──────── Stored rows
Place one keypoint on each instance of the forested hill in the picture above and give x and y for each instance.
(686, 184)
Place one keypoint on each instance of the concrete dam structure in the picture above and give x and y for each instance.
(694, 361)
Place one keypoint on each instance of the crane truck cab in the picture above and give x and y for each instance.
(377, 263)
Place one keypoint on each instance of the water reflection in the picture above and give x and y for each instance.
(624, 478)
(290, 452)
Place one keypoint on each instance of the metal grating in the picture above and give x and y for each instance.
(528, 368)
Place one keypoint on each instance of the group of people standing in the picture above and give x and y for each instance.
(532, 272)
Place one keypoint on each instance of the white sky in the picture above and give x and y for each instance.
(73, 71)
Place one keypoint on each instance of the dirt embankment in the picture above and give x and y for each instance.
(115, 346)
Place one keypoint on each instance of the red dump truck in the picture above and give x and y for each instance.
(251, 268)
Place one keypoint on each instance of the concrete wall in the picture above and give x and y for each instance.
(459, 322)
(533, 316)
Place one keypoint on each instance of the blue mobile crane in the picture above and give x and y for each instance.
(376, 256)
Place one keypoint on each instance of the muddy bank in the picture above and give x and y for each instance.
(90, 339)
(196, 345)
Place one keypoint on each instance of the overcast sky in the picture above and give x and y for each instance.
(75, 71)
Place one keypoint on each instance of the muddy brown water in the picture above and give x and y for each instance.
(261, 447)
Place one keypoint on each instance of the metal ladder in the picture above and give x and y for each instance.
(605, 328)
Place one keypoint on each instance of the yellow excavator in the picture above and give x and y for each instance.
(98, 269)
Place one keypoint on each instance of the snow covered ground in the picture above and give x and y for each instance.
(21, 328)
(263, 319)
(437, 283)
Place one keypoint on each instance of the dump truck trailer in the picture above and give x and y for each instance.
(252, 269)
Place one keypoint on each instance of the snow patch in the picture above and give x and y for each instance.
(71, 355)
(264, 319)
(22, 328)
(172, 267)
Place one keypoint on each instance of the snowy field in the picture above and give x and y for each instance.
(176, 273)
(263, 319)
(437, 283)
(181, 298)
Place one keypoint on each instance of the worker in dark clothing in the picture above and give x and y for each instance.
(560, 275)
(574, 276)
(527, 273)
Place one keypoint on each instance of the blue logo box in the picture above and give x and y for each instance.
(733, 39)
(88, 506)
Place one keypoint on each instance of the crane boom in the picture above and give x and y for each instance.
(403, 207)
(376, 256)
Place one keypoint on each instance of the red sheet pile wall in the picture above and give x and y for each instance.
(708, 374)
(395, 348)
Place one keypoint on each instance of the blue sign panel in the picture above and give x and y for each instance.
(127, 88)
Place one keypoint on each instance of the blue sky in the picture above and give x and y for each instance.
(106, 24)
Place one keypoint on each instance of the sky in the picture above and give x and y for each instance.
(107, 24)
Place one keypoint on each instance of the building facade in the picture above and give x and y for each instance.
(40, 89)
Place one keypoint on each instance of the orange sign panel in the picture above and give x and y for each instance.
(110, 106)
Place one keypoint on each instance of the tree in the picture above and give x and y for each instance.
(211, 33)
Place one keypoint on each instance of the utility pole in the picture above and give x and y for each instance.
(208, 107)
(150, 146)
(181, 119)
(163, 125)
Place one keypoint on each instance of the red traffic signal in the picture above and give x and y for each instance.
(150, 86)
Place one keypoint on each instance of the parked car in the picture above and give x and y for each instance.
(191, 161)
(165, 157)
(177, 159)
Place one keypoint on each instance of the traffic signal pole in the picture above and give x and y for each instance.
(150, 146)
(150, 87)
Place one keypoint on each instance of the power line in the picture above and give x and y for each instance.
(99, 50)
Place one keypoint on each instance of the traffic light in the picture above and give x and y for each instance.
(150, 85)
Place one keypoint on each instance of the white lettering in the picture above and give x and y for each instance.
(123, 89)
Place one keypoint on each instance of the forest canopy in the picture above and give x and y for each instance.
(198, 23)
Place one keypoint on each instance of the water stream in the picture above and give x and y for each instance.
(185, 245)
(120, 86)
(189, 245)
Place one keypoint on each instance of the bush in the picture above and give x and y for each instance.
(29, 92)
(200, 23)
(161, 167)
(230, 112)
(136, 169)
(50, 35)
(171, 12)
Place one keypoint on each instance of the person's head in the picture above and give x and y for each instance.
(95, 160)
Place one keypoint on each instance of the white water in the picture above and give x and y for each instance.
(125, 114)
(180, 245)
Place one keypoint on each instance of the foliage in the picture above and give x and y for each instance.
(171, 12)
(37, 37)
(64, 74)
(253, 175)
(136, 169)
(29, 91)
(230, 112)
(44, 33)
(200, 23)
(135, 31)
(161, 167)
────────────────
Exercise requirements - Copy out, unchanged, the lines starting at the one containing "Place one keypoint on each instance of the person's" and continuing through the last line above.

Correct answer -
Place one keypoint on each instance of the person's head in the picture above and give x and y for each instance.
(95, 160)
Place one keypoint on each instance of the white water in the picture above and give x and y for each instance.
(125, 114)
(180, 245)
Place one keypoint on each instance of the foliage in the picture above and give x and y for each instance.
(171, 12)
(37, 37)
(64, 74)
(253, 175)
(136, 169)
(29, 91)
(230, 112)
(44, 33)
(200, 23)
(135, 31)
(161, 167)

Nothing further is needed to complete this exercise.